Your job is to retype the records exactly while dropping every picture.

-- Material for this exercise follows --

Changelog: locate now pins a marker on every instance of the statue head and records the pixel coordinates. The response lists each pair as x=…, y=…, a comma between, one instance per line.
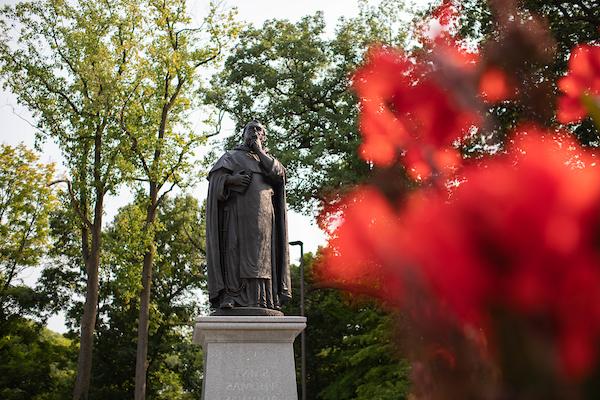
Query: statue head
x=252, y=131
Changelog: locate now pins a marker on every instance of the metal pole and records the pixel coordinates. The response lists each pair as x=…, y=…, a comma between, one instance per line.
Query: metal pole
x=303, y=333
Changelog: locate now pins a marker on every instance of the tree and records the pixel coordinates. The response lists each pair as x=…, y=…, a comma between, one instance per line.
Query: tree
x=26, y=201
x=174, y=363
x=37, y=364
x=295, y=80
x=350, y=349
x=155, y=119
x=569, y=23
x=176, y=282
x=68, y=62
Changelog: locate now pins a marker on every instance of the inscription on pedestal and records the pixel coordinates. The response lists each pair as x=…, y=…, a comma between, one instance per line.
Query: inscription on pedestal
x=249, y=358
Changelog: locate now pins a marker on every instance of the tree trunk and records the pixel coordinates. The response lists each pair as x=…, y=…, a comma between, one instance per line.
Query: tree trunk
x=88, y=319
x=141, y=362
x=91, y=255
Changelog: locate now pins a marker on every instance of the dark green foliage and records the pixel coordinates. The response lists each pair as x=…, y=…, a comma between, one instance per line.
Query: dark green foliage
x=350, y=352
x=295, y=80
x=175, y=364
x=36, y=364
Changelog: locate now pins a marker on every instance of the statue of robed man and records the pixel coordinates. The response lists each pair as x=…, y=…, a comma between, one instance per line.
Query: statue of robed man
x=246, y=227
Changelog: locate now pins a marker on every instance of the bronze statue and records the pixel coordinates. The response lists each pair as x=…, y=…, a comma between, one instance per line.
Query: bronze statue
x=246, y=230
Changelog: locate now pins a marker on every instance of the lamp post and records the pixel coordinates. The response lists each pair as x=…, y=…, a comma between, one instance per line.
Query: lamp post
x=302, y=335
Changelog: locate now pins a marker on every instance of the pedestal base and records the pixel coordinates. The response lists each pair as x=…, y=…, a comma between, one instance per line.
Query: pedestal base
x=248, y=357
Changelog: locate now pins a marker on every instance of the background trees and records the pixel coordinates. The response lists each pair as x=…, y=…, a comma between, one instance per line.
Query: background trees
x=294, y=78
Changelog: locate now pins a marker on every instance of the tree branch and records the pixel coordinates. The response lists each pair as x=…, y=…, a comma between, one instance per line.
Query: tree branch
x=74, y=201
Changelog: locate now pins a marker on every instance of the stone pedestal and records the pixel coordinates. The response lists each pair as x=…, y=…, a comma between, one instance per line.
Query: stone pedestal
x=248, y=357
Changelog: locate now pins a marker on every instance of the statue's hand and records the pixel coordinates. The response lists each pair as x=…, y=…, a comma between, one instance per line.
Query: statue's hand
x=239, y=179
x=256, y=146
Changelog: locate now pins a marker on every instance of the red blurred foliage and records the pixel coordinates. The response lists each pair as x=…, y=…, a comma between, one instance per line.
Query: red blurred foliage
x=404, y=111
x=494, y=86
x=520, y=235
x=582, y=80
x=514, y=248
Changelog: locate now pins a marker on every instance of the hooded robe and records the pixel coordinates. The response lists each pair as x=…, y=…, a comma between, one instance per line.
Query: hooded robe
x=246, y=233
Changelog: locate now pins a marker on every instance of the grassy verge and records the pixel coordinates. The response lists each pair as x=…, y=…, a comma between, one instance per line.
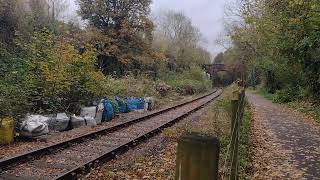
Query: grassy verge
x=216, y=122
x=303, y=106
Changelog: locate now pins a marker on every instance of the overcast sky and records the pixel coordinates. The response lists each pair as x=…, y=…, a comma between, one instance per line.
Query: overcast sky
x=207, y=15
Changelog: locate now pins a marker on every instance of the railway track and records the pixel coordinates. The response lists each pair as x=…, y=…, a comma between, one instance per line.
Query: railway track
x=69, y=159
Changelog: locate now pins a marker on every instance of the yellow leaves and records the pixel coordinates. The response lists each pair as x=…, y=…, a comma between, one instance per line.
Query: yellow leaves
x=293, y=3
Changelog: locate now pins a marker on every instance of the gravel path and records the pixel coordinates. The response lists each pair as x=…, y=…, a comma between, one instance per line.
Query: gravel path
x=22, y=146
x=285, y=144
x=52, y=165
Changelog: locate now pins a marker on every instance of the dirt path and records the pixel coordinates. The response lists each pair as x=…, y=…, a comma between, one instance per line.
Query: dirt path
x=285, y=144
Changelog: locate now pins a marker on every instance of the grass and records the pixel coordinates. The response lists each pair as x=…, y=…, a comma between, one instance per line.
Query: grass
x=217, y=122
x=303, y=106
x=307, y=108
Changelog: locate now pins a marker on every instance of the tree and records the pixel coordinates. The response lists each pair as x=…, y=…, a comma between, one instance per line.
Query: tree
x=180, y=40
x=219, y=58
x=123, y=32
x=279, y=40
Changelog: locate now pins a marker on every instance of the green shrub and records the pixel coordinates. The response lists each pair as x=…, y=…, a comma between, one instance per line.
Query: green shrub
x=189, y=81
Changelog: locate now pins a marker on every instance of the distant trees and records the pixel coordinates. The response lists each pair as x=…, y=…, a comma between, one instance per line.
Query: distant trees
x=278, y=40
x=180, y=40
x=123, y=32
x=49, y=66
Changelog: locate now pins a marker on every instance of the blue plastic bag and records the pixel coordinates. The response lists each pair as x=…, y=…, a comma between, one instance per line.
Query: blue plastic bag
x=108, y=112
x=135, y=103
x=122, y=105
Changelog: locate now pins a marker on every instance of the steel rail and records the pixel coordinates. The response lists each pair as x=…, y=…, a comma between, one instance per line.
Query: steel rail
x=85, y=167
x=24, y=157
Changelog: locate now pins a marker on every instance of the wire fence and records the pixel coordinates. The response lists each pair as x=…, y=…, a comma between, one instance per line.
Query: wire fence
x=238, y=104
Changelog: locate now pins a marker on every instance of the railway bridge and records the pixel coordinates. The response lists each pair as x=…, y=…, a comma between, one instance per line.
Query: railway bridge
x=213, y=69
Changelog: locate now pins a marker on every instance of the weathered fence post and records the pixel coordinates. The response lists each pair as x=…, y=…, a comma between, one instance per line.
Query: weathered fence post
x=197, y=158
x=237, y=104
x=234, y=145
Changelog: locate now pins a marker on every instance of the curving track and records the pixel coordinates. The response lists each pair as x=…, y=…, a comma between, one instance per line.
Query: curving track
x=74, y=157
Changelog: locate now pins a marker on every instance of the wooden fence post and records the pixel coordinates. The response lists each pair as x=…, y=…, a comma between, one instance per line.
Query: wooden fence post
x=234, y=145
x=197, y=158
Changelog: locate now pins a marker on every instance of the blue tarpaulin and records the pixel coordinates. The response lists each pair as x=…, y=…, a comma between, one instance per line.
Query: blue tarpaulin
x=135, y=103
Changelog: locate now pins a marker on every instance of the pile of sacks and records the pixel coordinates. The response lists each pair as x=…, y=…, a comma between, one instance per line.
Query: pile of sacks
x=37, y=125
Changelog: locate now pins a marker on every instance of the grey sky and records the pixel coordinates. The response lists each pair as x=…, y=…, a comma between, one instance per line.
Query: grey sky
x=207, y=15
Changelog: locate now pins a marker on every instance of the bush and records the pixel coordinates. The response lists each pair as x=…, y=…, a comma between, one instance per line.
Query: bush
x=189, y=81
x=285, y=95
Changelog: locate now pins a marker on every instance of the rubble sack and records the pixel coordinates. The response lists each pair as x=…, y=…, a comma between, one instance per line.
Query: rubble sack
x=35, y=125
x=59, y=123
x=90, y=121
x=77, y=122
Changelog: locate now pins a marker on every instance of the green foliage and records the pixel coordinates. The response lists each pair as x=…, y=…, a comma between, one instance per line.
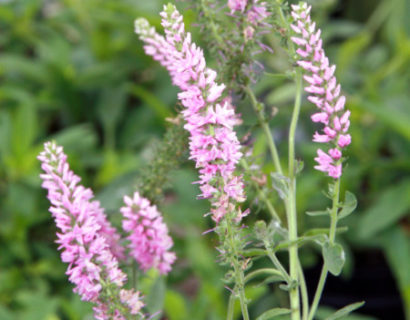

-- Material for this exercise concluded --

Output —
Changelog: locate now pins a marker on every instance of the statue head and records the pixel coordinates. The response lists each pair as x=…, y=…, a comma between, one instance per line.
Query: statue head
x=252, y=131
Changelog: locate now pins a marker on every instance of the metal pole and records the pixel coordinates. The response lists each pair as x=…, y=…, a comma between, one instance per line.
Query: metal pole
x=303, y=333
Changelog: locate now pins a marker on every instance of the tree and records the pixel coordinates. The response lists each pair as x=…, y=…, a comma between, one instance per line.
Query: tree
x=26, y=201
x=174, y=363
x=37, y=364
x=295, y=80
x=350, y=349
x=155, y=119
x=569, y=23
x=176, y=282
x=68, y=62
Changelog: locate now pins a marker on every instance of the inscription on pedestal and records the pixel coordinates. The response lists each pair as x=…, y=…, a comma between, one instance per line.
Query: inscription on pedestal
x=249, y=358
Changelog: locate now pins a marker on every instance of the tree trunk and records the pixel coordinates. The response lists each pair as x=…, y=…, a comma between, one instance per line.
Query: tree trunk
x=88, y=319
x=141, y=362
x=91, y=255
Changelog: locate now pins a marker on every instance of the dark green foliage and records the pixel coordinates. The response lists each pair as x=…, y=…, a comma between, one instance per line.
Query: dark green foliage
x=350, y=352
x=295, y=80
x=175, y=364
x=36, y=364
Changelog: locate now pins a marker on every instance of the statue of robed man and records the pixel coordinates. The response lists each pair as x=…, y=…, a comma between, one instance per line.
Query: statue of robed man
x=246, y=227
Changelog: locate now pins a marker on every instance of the bronze statue and records the pixel coordinates. The response lists each pair as x=…, y=…, a comma between, one instance per line.
Query: bronze statue
x=246, y=230
Changelog: locate now pins a marker on every instance of the lamp post and records the pixel coordinates. The response lists each pair as x=…, y=…, a comma between, one instance per line.
Query: lamp post
x=302, y=335
Changelog: locate now pins a marker on every instance of the pedestal base and records the pixel coordinates. The response lists each pair as x=…, y=…, a comma between, one instance per line.
Query: pedestal base
x=248, y=357
Changelog: locate now pins a marker on every instance of the background trees and records the pixel coordinates. The response lists each pair as x=…, y=…, a comma between, one instance per line.
Query: background trees
x=294, y=78
Changelog: locate now pins a marker on every instance of the tree branch and records the pixel coordinates. The response lists each pair as x=…, y=…, a comma between, one instance per line.
Query: tree branch
x=74, y=201
Changelog: locate now pins a marker on every instance of the stone pedestal and records the pixel coordinates. The response lists each pair as x=…, y=…, a comma between, one instance per line.
Query: stone pedestal
x=248, y=357
Changelog: locate now pins a marker on every instance of the statue's hand and records the pixel coordinates. The response lists each pair as x=…, y=…, a comma between, one instance per line.
Query: statue's hand
x=239, y=179
x=256, y=146
Changelog: locate now pins a marker on every instance of the red blurred foliage and records the pixel coordinates. The response lists each pair as x=…, y=…, a comma between, one instance per line.
Query: red blurred foliage
x=404, y=111
x=494, y=86
x=520, y=235
x=582, y=80
x=514, y=248
Changelog: locate now pins a marker on every instance of the hooded robe and records the pixel coordinates. The response lists each pair as x=…, y=…, a comma between, one instance per line.
Query: hooded robe
x=246, y=233
Changelog: locate now pins a marker on every instance of the grassy verge and records the pixel coordinates. The response lists each pair as x=…, y=…, a comma between, one instance per line.
Query: grassy verge
x=216, y=122
x=303, y=106
Changelog: locate now pins a marker on every instance of the overcast sky and records the pixel coordinates. The response lists each pair as x=…, y=…, a comma between, one instance per line.
Query: overcast sky
x=207, y=15
Changelog: locate now pins a marker on every instance of the railway track and records the pixel coordinates. The response lists each pair as x=…, y=…, a comma between, one instance per line.
Query: railway track
x=69, y=159
Changelog: locate now pins a marker on every instance of the yellow leaves and records the pixel coordinates. The response lists each pair as x=…, y=…, a comma between, one instance per line.
Query: yellow leaves
x=293, y=3
Changelog: locate now pins a marker on every instance of the gravel path and records the pixel coordinates. The response lists each pair as x=…, y=…, a comma between, one instance per line.
Query: gravel path
x=22, y=146
x=285, y=144
x=52, y=165
Changelog: locate now pins a marker on every instance of the dirt path and records the pixel coordinates. The response lists each pair as x=…, y=…, a comma between, one instance per line.
Query: dirt path
x=285, y=144
Changelog: locate now pins a marker on every instance of the grass and records the pixel coordinates. The response lists each pair as x=…, y=…, a comma between, one instance per line.
Query: grass
x=217, y=122
x=303, y=106
x=307, y=108
Changelog: locate now pins a marker on every instance of the tree and records the pixel coordinates. The response lists each pair as x=…, y=…, a comma between, one instance per line.
Query: tree
x=180, y=40
x=219, y=58
x=123, y=32
x=279, y=40
Changelog: locate now pins a marker on every instance of the green shrub and records the pixel coordinates. The response lists each pair as x=…, y=…, a comma between, one instance per line.
Query: green shrub
x=189, y=81
Changelog: locate now pins a marker on every instance of the distant trees and records the pixel coordinates. The response lists each pair as x=…, y=…, a comma between, one instance per line.
Query: distant trees
x=278, y=40
x=180, y=40
x=123, y=32
x=49, y=66
Changelog: locate now pins a marker on every instance of the blue plastic bag and records the pixel coordinates. The response lists each pair as x=…, y=…, a comma between, one instance per line.
Query: blue plastic bag
x=108, y=112
x=135, y=103
x=122, y=105
Changelog: locate now pins a marker on every instance of the steel rail and records the pixel coordinates. The response lists each pair as x=…, y=…, a comma between, one instance per line.
Query: steel rail
x=85, y=167
x=24, y=157
Changelog: locate now pins a marker on every instance of the wire fence and records the pixel coordinates. The response lists each pair as x=…, y=…, a comma between, one instance per line.
Query: wire fence
x=238, y=104
Changelog: locate now pins a marker on every instance of the railway bridge and records the pixel coordinates. The response lists each pair as x=…, y=…, a comma between, one instance per line.
Query: railway bridge
x=213, y=69
Changelog: locate now pins a marker on every instance of the weathered fence post and records the pixel coordinates. The response lists each pair as x=…, y=…, a comma between, one instance per line.
Query: weathered fence post
x=197, y=158
x=237, y=104
x=234, y=145
Changelog: locate now pins a marker on every instance of the curving track and records the pixel coordinates. The response lists each pair as x=…, y=…, a comma between, one instance per line.
Query: curving track
x=74, y=157
Changelog: locate now pins a marker on every instance of the wooden fence post and records the pixel coordinates. The response lists each pair as x=…, y=…, a comma between, one instance per line.
Query: wooden fence post
x=234, y=145
x=197, y=158
Changelog: locate now pins a marker on every instance of the blue tarpaulin and records the pixel coordinates. The response lists each pair as x=…, y=…, a comma between, one instance per line.
Query: blue tarpaulin
x=135, y=103
Changelog: locate now pins a marker on every instance of the pile of sacks and records the pixel coordinates. The response lists each pair as x=…, y=…, a comma between, one instance per line.
Query: pile of sacks
x=37, y=125
Changelog: locate now pins a marker on every instance of the grey sky and records the pixel coordinates. The response lists each pair as x=…, y=…, a comma between, one instance per line.
Query: grey sky
x=207, y=15
Changelog: locate now pins a marker on every instance of the bush and records the pixel coordinates. The response lists each pair as x=…, y=…, a comma between, one instance per line.
Query: bush
x=189, y=81
x=285, y=95
Changelog: locate now pins a marker on every instance of the rubble sack and records the pixel coordinates. The response lists each pair as x=…, y=…, a comma between, one instance per line.
Query: rubble sack
x=35, y=125
x=59, y=123
x=90, y=121
x=77, y=122
Changelog: locate now pins a marker on every instance of the green foliage and records the pixel coordinates. The response lists each pair as x=…, y=…, a comma between, one instance per line.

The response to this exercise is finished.